Written request:
In the blog post about RigL at ICLR 2020, what review scores did the paper receive?

Game of Numbers: RigL at ICLR2020

11 minute read

6 months ago our paper got rejected at ICLR-2020 like many other papers did. At the time I thought of writing about our experience on twitter and then stopped myself from doing that since I didn’t want to be the person who talks about the bad when it happens to themselves as if they are the only one who matters. 2 months later (March 2020), it still felt important to share this experience and I wrote this post, however decided not making online as we were afraid it might affect the reviews for the ICML re-submission. I can see the tone of the writing reflects my disappointment I had at the time. Hope it doesn’t increase your stress levels.

We will present our work at ICML 2020 virtual conference tomorrow: my first first-author conference paper. I am happy… but I was not 3 months ago when ICLR results were out. I would like to share why: RigL @ ICLR.

Our paper is called Rigging the Lottery: Making all Tickets Winners or in short RigL. Erich came up with the title and sometimes when you have the title, it is clear what you need to do. We took on the problem of training sparse neural networks that was observed by many and highlighted by Jonathan in Lottery Ticket Hypothesis. Building on top of the recent work on dynamic sparse training (SET, SNFS, DSR), we showed that it is possible to train sparse neural networks from scratch without the dense parameterization and match or exceed the accuracy of dense-to-sparse methods like pruning. Great experimental results, relatively simple algorithm and fully open-sourced code. We got: 3, 6, 6: Borderline.

Yes, reviews are a bit random; but I would like to say a bit more than that. It is a great thing that all reviews are open and I encourage you to read them all if you have some spare time. In short, we addressed the concerns of reviewers 2 and 3 after the initial review (for which we were given the scores 6 (weak accept)); however they never responded/reacted to our responses and kept their scores as is (this was unfortunate since you need reviewers who want your paper in). We had a long discussion with reviewer 1 which resulted in brand new experiments with 2 new datasets. Later it became clear, that the main reason for the low score given was:

The idea of starting from a small, sparse network and expanding it is not novel. DEN [Yoon et al. 18] proposed the same bottom-up approach with sparsely initialized networks, while they allowed to increase the number of neurons at each layer and focused more on continual learning. The authors should compare the two methods both conceptually and experimentally.

I was puzzled when I read the DEN paper and I am still puzzled. DEN is a method for continual learning. It uses sparsity to pick a subset of the existing network when a new task is given and the algorithm adds new neurons (i.e. increased #parameters). Continual learning assumes that the training data will arrive at different times and we should learn from the new data/task when available, whilst not forgetting what we already learned. The paper also claims using continual learning they achieve better results at classifying images than the common batch supervised setting. In other words, the computer vision field was doing it all wrong training on all classes at once and not using their method. This claim is big and I couldn’t verify their results since the code provided by the authors only had MNIST training, where we couldn’t see any improvement using DEN over regular multi-class training.

RigL is a method for training sparse networks and the size of the network is constant throughout the training. We responded to the review highlighting that our method does not grow neurons and it is not a continual learning algorithm (which should be obvious), but we got the following response.

[Data listing]
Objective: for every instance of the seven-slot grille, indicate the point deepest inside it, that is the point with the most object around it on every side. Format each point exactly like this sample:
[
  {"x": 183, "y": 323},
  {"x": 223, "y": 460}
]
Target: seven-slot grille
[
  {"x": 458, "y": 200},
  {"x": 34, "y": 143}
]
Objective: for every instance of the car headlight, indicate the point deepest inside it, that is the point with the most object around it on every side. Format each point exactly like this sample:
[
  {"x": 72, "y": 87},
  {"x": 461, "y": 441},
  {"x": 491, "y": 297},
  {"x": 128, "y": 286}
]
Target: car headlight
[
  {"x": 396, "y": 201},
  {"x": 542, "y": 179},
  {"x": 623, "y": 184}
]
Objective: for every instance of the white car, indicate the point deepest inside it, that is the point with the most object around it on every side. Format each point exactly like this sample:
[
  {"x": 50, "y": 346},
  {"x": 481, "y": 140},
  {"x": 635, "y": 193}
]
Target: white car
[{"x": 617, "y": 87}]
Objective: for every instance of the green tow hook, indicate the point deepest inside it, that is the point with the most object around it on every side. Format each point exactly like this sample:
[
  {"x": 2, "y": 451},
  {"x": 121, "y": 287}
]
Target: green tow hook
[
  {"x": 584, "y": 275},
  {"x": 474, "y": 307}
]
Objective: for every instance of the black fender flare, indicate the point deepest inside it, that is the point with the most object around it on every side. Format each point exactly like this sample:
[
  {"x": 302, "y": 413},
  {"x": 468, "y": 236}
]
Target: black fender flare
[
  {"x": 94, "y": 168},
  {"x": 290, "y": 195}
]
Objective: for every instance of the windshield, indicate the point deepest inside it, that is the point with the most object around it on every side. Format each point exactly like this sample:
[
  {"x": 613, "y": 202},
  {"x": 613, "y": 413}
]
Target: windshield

Expected answer:
It received 3, 6, and 6, for a borderline result.